Write out again only the lines running from the one that contains "# locate white background: put" to the end of the records below, including both the first and the last.
====
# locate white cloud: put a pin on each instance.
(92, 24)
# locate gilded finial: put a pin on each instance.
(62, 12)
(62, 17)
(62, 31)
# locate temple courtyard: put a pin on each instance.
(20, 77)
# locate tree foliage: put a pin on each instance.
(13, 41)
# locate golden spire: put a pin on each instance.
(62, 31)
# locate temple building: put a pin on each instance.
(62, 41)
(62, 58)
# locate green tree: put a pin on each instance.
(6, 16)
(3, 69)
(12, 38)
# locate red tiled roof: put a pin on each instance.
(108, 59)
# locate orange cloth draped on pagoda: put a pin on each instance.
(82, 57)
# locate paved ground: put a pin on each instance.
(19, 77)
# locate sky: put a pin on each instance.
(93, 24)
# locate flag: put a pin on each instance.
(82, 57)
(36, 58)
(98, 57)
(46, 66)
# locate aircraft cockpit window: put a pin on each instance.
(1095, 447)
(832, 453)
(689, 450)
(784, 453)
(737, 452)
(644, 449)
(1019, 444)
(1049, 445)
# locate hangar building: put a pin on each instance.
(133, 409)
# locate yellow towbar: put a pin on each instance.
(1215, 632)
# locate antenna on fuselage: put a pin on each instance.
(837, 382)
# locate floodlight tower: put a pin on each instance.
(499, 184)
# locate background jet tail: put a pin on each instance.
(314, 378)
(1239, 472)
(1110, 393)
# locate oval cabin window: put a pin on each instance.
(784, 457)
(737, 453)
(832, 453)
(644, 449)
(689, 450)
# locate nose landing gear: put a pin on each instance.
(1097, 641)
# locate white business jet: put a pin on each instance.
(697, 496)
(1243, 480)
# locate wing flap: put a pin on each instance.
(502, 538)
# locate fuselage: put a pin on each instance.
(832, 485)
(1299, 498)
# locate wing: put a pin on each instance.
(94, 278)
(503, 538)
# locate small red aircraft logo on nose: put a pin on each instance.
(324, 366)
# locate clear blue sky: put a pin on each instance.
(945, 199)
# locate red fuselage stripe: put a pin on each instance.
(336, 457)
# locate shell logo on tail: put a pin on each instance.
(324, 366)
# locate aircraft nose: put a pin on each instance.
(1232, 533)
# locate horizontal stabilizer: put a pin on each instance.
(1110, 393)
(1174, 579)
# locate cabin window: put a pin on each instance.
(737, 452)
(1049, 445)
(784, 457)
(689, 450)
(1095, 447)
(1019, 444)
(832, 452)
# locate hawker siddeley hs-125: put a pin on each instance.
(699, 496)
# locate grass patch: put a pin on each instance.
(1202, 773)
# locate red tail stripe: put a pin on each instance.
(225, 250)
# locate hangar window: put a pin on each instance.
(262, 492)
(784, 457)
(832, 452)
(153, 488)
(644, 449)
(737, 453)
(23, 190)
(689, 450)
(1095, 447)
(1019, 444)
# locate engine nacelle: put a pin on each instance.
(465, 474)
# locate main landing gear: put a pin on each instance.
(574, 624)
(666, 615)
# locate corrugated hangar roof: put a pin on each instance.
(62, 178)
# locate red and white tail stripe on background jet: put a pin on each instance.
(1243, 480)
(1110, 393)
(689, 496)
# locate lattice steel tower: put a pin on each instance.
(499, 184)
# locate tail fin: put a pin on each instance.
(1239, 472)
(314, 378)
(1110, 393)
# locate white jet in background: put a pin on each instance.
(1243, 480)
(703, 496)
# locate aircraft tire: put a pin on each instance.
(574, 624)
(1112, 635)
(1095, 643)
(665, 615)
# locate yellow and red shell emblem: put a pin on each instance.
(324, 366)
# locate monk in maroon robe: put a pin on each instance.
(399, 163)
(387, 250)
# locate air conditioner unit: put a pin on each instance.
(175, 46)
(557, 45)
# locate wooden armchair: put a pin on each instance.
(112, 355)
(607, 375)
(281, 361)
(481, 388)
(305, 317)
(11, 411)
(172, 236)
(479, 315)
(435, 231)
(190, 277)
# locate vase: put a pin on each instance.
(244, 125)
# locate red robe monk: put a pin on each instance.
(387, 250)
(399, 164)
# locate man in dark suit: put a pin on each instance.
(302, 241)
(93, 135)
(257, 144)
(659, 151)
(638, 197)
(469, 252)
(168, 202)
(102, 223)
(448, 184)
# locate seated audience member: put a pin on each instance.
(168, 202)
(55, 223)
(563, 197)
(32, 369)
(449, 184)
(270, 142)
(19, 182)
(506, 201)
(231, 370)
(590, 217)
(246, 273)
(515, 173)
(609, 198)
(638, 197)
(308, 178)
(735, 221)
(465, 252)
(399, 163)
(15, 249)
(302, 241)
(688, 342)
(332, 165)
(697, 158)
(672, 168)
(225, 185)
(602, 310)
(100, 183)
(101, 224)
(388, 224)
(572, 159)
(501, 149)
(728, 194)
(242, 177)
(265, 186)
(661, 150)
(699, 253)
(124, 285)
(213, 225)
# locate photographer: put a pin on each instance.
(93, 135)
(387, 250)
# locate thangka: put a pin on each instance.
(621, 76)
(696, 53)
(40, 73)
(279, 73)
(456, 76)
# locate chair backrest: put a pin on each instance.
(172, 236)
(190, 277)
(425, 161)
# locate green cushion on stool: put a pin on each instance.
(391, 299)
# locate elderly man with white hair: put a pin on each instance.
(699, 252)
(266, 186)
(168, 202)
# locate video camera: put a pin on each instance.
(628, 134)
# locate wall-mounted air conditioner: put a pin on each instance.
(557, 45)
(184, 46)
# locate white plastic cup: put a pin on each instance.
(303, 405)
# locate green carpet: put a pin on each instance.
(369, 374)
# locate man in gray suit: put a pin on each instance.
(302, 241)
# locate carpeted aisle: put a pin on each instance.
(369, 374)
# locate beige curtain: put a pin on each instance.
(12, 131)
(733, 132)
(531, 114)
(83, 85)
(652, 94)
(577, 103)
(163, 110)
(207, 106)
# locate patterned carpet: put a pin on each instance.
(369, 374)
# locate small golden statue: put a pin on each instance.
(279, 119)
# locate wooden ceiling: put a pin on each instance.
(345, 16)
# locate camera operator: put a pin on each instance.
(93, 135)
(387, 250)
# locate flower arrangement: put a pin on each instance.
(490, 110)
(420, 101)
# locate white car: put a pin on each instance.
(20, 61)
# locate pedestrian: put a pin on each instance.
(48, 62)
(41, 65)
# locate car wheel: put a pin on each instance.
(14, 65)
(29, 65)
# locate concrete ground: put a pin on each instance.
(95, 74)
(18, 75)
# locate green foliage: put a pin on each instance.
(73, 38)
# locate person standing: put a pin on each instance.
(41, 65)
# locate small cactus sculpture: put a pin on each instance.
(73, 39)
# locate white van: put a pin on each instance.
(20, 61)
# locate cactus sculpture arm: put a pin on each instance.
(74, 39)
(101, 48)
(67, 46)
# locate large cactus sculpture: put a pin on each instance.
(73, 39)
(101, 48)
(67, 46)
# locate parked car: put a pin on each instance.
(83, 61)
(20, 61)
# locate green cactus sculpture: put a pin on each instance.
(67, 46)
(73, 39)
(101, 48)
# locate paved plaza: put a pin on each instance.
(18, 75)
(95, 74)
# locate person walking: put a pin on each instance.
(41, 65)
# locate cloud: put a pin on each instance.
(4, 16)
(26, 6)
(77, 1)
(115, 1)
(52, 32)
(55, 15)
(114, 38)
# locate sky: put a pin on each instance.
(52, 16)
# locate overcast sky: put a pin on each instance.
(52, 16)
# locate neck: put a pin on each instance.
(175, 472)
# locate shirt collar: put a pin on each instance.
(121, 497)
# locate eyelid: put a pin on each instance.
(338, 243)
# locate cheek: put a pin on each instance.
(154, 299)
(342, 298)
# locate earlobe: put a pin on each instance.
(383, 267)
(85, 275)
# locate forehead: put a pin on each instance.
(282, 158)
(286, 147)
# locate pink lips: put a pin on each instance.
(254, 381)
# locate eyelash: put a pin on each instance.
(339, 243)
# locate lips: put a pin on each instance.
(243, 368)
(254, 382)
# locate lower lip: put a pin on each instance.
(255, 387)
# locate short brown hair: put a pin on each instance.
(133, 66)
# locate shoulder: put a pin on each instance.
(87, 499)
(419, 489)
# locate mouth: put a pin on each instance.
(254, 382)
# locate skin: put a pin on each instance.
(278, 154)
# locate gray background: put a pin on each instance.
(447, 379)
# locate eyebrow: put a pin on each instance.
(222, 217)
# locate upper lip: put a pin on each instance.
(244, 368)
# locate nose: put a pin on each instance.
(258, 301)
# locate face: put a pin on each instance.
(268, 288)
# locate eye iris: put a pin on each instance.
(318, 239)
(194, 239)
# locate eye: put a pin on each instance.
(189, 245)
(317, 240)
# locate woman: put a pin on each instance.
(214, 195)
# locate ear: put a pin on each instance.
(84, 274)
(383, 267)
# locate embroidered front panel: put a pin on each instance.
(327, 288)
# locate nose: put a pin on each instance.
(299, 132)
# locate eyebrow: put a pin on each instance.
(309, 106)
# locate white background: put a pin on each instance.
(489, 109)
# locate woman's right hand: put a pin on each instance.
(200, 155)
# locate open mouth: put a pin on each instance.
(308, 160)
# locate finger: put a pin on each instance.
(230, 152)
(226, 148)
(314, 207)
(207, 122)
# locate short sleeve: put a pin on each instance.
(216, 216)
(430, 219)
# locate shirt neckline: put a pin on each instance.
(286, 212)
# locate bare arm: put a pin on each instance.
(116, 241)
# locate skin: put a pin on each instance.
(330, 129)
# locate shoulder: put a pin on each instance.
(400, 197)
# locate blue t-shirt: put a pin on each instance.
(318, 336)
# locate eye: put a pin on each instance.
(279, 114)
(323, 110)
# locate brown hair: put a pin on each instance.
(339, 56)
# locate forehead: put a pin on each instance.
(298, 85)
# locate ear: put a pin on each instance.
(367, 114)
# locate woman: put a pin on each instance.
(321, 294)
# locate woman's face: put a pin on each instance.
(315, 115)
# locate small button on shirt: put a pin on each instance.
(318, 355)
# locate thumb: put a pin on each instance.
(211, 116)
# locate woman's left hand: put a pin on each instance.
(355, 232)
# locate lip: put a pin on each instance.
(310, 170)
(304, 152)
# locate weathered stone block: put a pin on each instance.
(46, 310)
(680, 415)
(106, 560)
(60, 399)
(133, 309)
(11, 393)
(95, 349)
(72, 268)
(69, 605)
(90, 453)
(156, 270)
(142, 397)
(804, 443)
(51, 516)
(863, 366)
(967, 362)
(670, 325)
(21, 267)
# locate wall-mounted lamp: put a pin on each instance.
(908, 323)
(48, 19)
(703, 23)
====
* [RESPONSE TO THE TASK]
# locate white background: put a pin on each instance.
(489, 109)
# locate woman's right hand: put a pin on each instance.
(200, 155)
# locate open mouth: put a pin on each instance.
(308, 160)
# locate finger: put a pin on each instance.
(230, 152)
(226, 148)
(314, 207)
(207, 122)
# locate short sleeve: put a pin on each instance.
(216, 216)
(430, 219)
# locate shirt neckline: put a pin on each instance.
(286, 212)
# locate bare arm: put a pin on each instance.
(116, 241)
# locate skin: put a pin on each instance.
(330, 129)
# locate shoulder: put a pin on each instance.
(400, 197)
# locate blue t-shirt: put a pin on each instance.
(318, 336)
# locate eye: put a pin on each instance.
(279, 114)
(323, 110)
# locate brown hair: put a pin on each instance.
(339, 56)
# locate forehead: put a pin on each instance.
(298, 85)
# locate ear: put a pin on each instance.
(367, 114)
# locate woman: put a pin on each instance.
(321, 294)
# locate woman's face: put a pin on each instance.
(315, 115)
# locate small button on shirt: put a pin on each instance.
(318, 355)
# locate thumb: put a pin on each instance.
(211, 116)
# locate woman's left hand: put a pin on each instance.
(355, 232)
# locate lip: put a pin on each instance.
(310, 170)
(304, 152)
# locate weathered stone block: put a pin on each instance.
(46, 310)
(680, 415)
(106, 560)
(60, 399)
(133, 309)
(11, 393)
(95, 349)
(72, 268)
(69, 605)
(90, 453)
(156, 270)
(142, 397)
(804, 443)
(51, 516)
(863, 366)
(967, 362)
(670, 325)
(21, 267)
# locate wall-mounted lamp: put a pin on each instance.
(908, 323)
(48, 19)
(703, 23)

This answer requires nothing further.